Objective ::
Return exactly the lines of the entries that start at the line containing "Mark every instance of the elastic" and continue to the last line. Omit the pictures.

• • •

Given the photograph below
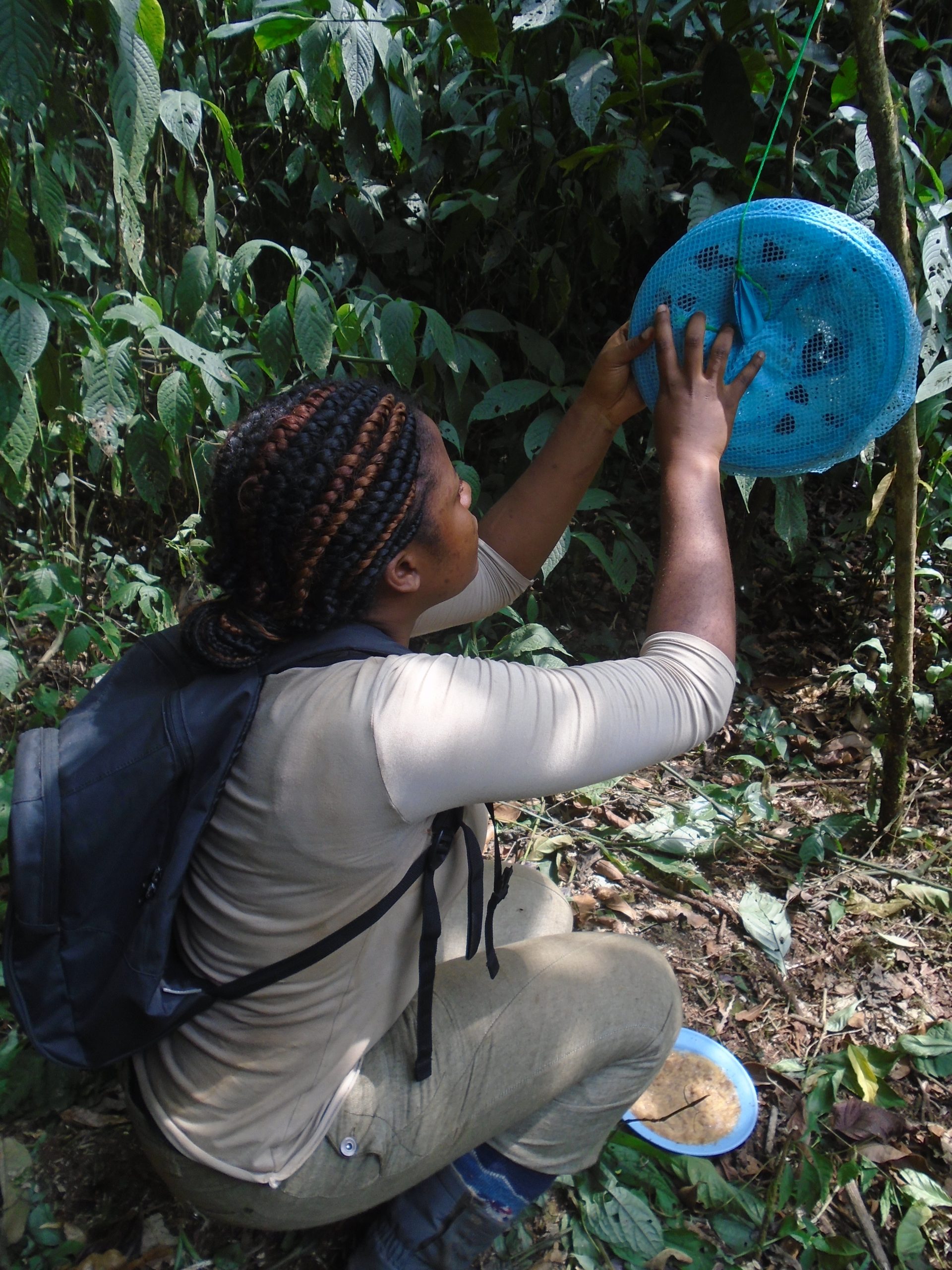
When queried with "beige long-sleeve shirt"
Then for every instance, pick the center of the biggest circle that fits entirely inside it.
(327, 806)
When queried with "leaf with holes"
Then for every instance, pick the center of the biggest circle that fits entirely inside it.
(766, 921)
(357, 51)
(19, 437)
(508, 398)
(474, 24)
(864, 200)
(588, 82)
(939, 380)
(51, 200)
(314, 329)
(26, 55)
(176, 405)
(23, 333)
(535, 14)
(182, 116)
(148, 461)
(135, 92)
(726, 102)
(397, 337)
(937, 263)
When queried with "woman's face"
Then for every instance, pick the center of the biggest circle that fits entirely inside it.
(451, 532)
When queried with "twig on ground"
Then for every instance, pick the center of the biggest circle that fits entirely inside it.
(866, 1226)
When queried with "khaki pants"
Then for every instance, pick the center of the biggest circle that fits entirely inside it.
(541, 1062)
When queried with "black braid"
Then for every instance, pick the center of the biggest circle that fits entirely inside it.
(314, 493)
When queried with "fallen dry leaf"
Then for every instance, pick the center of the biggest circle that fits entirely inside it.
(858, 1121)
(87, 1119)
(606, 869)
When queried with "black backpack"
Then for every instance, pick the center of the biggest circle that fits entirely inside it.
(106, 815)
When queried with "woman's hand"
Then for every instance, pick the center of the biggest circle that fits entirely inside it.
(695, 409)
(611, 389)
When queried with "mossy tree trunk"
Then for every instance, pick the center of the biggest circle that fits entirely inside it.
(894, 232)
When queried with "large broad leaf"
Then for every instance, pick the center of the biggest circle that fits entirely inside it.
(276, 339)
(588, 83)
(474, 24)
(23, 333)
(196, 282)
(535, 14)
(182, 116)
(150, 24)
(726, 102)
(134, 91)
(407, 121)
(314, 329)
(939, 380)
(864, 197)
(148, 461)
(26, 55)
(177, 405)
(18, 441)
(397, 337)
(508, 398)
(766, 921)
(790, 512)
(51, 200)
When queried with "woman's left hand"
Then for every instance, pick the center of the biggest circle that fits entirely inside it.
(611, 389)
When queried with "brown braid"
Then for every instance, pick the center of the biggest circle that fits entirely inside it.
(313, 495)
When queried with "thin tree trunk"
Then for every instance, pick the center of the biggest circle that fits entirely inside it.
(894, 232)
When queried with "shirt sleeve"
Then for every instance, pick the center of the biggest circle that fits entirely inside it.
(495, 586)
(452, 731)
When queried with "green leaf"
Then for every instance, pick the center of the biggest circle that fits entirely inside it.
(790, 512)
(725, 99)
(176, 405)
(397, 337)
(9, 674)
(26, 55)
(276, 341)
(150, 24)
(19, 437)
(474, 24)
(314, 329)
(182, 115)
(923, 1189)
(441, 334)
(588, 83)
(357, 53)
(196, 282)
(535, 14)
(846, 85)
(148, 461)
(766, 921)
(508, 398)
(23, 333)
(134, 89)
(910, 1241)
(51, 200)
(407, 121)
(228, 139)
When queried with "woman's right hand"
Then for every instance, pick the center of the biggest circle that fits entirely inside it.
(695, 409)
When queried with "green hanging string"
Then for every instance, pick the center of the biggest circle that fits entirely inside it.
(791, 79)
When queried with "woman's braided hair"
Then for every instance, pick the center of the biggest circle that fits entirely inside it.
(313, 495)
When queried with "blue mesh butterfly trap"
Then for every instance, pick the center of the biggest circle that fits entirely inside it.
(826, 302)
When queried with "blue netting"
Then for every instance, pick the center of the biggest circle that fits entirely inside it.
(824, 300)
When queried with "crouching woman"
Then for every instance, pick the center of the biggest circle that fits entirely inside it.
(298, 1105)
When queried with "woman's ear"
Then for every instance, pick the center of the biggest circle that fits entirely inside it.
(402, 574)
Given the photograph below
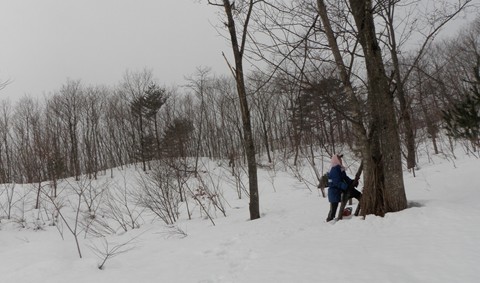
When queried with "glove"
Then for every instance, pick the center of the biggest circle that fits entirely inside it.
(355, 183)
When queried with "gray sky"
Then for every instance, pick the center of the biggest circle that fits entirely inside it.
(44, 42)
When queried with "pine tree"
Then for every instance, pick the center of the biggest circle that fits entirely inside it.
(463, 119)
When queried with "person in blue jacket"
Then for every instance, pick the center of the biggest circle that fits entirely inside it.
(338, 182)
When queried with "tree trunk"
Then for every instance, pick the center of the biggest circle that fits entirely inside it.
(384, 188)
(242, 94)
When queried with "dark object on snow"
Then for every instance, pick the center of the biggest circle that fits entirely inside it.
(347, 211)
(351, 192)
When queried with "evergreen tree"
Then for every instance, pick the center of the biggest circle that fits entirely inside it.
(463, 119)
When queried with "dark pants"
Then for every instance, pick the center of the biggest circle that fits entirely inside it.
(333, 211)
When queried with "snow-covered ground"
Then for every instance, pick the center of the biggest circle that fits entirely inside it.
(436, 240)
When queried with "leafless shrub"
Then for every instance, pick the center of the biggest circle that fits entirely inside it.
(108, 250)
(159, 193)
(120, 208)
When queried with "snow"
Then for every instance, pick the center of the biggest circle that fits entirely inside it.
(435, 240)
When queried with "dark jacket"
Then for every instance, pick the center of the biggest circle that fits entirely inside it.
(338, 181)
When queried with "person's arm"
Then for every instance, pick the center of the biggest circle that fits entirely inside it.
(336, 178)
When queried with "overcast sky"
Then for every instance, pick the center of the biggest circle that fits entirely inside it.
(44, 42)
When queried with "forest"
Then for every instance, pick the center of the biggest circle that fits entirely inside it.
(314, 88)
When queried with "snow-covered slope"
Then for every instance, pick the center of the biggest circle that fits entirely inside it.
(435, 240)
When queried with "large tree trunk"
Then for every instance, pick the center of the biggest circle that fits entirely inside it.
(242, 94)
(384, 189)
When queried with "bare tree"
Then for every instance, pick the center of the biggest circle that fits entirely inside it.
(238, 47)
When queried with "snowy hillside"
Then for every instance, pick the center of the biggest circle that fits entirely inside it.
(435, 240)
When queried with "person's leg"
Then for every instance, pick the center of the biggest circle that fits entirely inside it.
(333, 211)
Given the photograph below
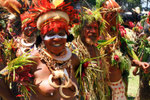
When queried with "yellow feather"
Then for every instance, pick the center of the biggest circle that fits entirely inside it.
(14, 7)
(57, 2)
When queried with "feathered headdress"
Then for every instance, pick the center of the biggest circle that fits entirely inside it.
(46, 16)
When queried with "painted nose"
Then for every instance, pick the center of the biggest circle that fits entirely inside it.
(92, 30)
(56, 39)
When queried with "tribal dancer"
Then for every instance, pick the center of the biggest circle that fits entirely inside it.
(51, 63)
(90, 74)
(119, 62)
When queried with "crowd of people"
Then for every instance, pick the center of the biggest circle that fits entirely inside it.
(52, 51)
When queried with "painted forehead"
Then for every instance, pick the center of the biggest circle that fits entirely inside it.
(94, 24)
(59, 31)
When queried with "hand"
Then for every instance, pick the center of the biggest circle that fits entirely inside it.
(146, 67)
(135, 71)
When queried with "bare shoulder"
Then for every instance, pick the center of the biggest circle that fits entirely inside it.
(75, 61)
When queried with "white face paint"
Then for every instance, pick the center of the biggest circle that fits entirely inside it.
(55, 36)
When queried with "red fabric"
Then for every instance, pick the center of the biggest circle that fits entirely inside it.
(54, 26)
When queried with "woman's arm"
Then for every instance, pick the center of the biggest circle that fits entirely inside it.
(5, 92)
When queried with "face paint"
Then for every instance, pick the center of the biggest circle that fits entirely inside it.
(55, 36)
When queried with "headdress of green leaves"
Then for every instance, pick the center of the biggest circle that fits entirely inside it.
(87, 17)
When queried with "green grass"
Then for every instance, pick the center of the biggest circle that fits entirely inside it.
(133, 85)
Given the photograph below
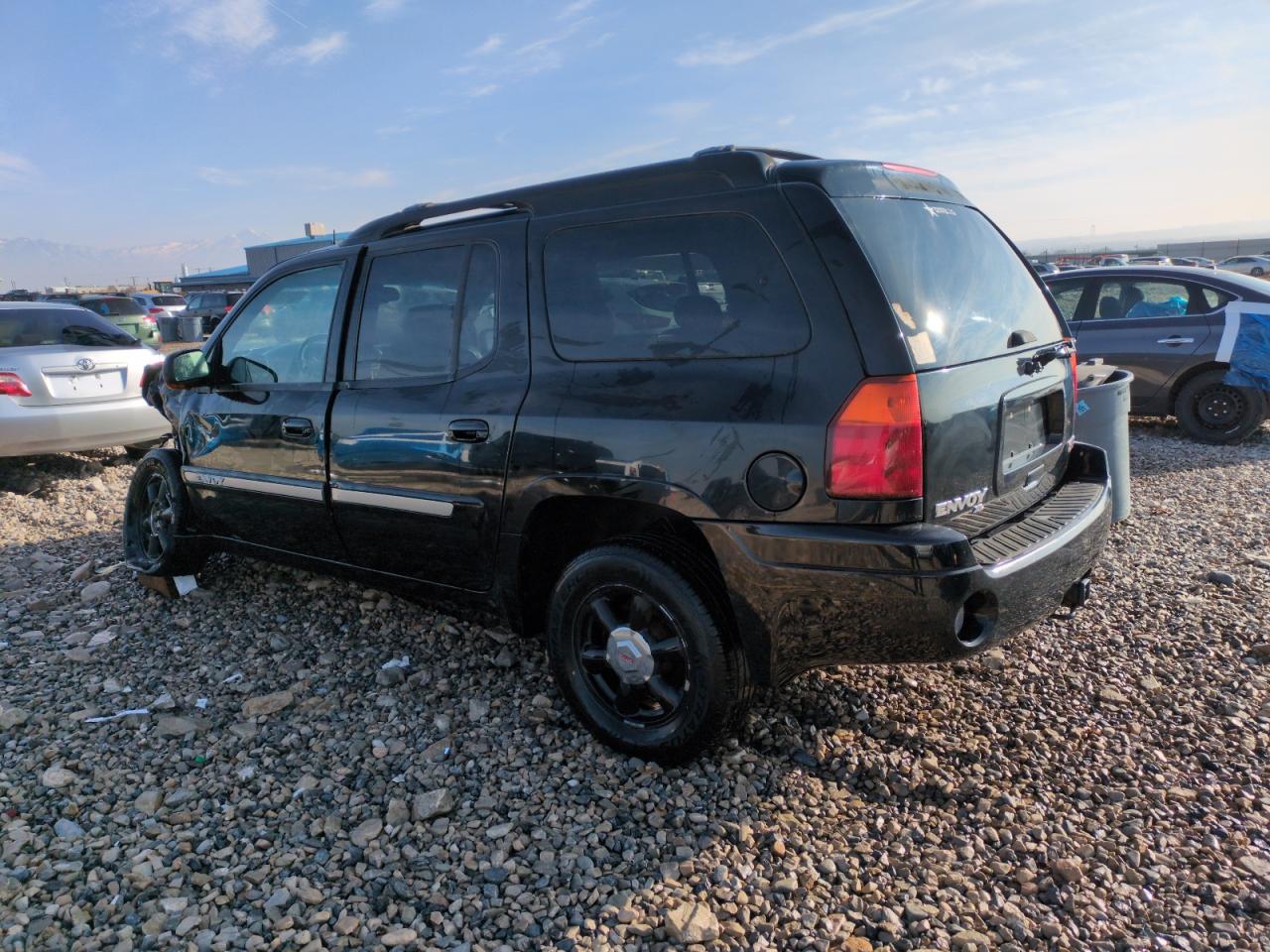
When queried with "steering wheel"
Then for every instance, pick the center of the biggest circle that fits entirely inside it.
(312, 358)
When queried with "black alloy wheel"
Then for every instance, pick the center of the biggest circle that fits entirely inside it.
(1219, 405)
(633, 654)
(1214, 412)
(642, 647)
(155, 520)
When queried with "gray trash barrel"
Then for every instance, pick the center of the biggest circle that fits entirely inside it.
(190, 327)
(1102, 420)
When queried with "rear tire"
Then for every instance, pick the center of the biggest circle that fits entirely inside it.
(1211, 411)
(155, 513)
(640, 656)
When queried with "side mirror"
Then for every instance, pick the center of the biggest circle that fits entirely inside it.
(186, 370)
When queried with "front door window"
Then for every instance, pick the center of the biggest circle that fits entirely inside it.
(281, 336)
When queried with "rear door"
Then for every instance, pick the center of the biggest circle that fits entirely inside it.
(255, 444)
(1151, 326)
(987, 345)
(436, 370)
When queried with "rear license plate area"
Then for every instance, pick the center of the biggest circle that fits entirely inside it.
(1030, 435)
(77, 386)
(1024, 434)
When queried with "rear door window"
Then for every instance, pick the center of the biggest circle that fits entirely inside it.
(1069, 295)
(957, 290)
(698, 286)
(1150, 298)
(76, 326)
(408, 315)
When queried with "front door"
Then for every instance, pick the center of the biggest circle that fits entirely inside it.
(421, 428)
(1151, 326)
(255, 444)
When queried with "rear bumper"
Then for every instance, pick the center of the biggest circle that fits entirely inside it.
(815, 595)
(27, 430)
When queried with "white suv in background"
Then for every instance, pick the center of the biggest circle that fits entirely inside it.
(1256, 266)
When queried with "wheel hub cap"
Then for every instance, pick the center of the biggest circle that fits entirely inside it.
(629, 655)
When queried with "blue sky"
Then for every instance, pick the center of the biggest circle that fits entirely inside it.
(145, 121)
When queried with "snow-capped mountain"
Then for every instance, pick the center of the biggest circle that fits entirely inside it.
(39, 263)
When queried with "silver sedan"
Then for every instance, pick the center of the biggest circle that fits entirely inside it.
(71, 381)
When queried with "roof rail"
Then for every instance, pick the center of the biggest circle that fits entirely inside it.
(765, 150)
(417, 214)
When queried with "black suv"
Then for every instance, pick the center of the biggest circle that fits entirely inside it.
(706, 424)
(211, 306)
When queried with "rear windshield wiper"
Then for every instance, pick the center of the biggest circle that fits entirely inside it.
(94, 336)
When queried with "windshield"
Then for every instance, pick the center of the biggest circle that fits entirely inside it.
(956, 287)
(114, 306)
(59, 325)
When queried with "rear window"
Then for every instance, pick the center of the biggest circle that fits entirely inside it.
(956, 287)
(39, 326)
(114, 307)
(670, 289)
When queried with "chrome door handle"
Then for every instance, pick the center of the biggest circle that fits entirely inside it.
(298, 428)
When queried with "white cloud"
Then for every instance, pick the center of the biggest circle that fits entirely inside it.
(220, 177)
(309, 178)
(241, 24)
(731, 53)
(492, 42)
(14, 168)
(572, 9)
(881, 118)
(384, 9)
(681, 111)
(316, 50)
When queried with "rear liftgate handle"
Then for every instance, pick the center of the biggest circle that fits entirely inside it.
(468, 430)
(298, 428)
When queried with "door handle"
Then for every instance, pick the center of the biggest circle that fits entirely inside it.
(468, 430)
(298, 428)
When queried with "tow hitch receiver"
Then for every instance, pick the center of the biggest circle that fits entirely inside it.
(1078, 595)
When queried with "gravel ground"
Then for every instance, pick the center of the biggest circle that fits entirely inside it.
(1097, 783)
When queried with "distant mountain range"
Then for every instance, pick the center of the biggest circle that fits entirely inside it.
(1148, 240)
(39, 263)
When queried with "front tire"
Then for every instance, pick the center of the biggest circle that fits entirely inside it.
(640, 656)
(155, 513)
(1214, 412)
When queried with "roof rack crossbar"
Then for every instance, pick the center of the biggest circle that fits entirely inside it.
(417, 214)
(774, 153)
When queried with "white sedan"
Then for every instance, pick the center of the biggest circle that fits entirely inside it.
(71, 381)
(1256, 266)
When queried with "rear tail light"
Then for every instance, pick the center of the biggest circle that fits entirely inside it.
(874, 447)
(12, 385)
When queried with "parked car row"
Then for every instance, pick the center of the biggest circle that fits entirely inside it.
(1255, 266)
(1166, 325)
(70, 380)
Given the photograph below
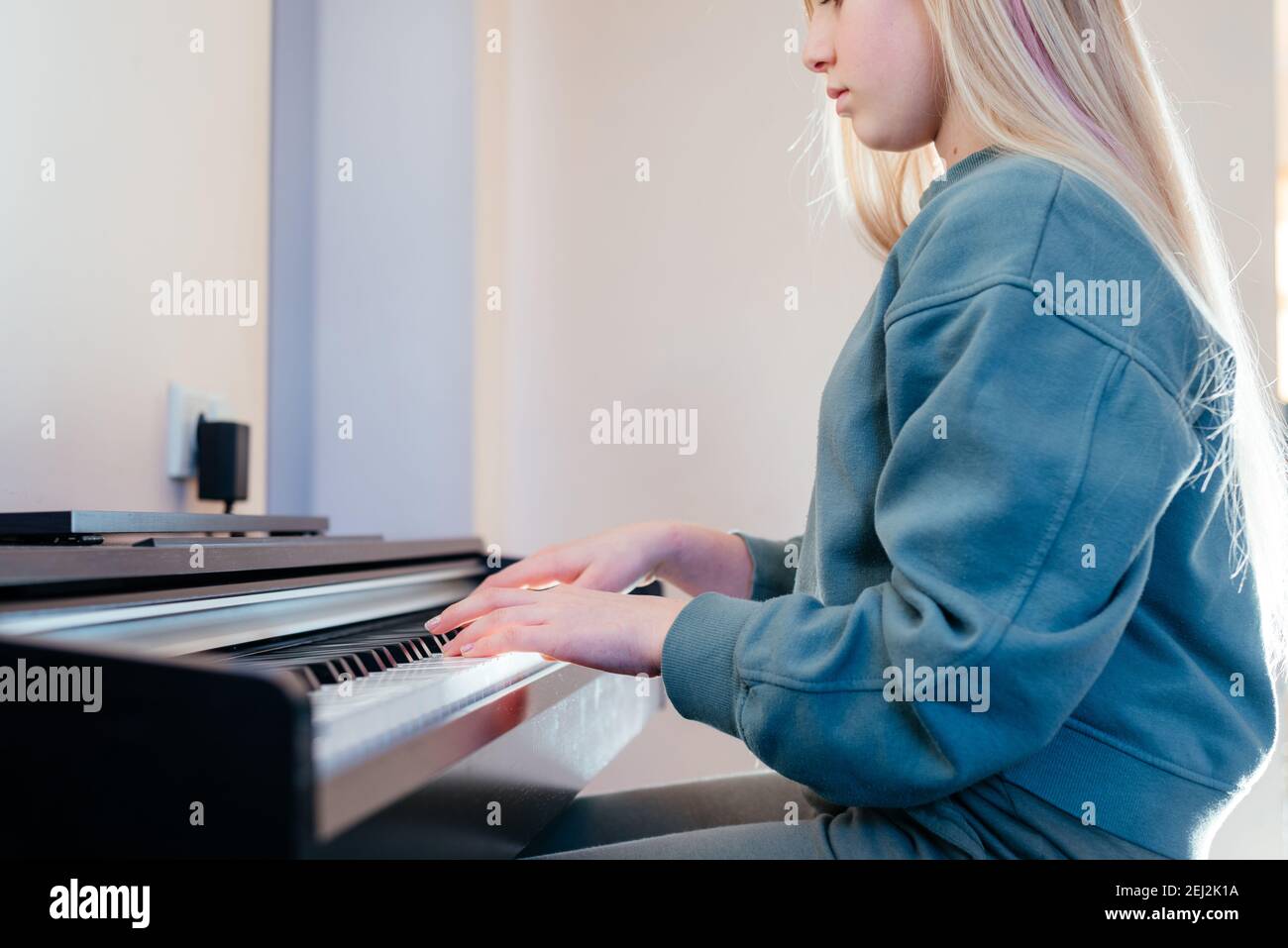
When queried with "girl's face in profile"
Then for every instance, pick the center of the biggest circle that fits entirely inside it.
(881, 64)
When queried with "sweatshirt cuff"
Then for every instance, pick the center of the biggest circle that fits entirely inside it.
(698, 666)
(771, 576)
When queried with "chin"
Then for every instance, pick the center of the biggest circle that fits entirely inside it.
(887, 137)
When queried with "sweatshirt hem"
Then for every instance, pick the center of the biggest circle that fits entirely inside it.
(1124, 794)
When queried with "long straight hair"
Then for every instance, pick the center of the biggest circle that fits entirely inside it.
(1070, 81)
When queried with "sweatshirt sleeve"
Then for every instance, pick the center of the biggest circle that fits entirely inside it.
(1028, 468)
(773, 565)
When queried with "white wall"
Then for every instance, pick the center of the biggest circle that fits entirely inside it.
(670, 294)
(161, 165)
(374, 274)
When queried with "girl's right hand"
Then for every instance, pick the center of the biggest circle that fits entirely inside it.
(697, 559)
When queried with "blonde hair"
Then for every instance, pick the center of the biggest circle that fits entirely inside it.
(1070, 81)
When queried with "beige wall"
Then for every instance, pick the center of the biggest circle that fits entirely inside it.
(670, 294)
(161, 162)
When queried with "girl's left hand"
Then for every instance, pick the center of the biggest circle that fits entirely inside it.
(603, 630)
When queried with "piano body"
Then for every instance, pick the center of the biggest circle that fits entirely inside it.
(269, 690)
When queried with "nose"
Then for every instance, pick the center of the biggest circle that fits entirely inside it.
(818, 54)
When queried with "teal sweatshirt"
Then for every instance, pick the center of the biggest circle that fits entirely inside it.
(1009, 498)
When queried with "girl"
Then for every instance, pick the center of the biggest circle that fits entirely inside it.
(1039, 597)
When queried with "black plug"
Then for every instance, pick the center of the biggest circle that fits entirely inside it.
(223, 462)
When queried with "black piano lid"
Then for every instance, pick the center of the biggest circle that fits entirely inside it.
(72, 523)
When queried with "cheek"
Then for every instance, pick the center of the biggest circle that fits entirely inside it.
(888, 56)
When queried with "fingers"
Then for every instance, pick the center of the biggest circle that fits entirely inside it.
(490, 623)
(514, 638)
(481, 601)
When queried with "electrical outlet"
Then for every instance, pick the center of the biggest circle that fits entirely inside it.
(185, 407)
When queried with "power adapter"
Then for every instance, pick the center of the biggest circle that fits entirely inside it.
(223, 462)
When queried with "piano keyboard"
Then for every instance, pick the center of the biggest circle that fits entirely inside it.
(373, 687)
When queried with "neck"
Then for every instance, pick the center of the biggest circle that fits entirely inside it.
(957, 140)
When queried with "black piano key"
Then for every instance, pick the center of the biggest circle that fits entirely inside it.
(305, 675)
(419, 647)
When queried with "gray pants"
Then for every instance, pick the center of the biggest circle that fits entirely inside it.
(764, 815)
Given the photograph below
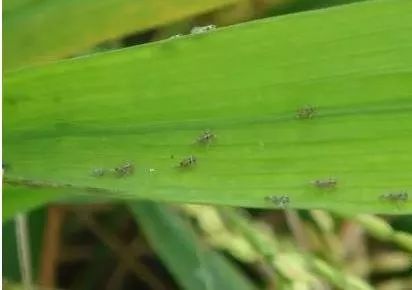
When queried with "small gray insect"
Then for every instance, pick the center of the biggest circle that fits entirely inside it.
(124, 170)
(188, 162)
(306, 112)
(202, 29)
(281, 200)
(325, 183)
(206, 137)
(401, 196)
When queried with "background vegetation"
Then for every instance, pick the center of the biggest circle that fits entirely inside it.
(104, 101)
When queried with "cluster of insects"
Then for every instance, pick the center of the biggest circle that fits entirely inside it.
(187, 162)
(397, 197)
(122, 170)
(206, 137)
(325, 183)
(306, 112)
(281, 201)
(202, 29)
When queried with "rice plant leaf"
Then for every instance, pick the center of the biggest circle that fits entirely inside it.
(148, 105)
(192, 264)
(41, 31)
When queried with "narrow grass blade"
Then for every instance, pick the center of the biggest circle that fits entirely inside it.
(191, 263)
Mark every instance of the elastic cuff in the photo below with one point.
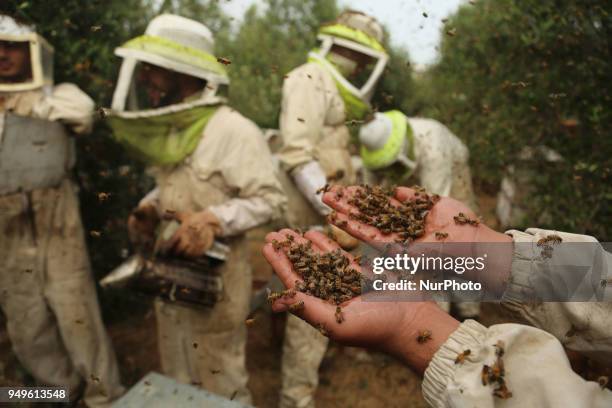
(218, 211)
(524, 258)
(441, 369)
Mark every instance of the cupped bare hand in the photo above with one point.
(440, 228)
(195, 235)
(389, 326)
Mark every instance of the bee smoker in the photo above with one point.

• • •

Expected output ::
Mark every instance of the elastic cuff in the photo below with one point.
(218, 211)
(524, 258)
(441, 369)
Mark every instance of the cupped bare hand in the photo above with one point.
(440, 228)
(195, 235)
(389, 326)
Mark every instance of the bee smoker in the photo above with one point.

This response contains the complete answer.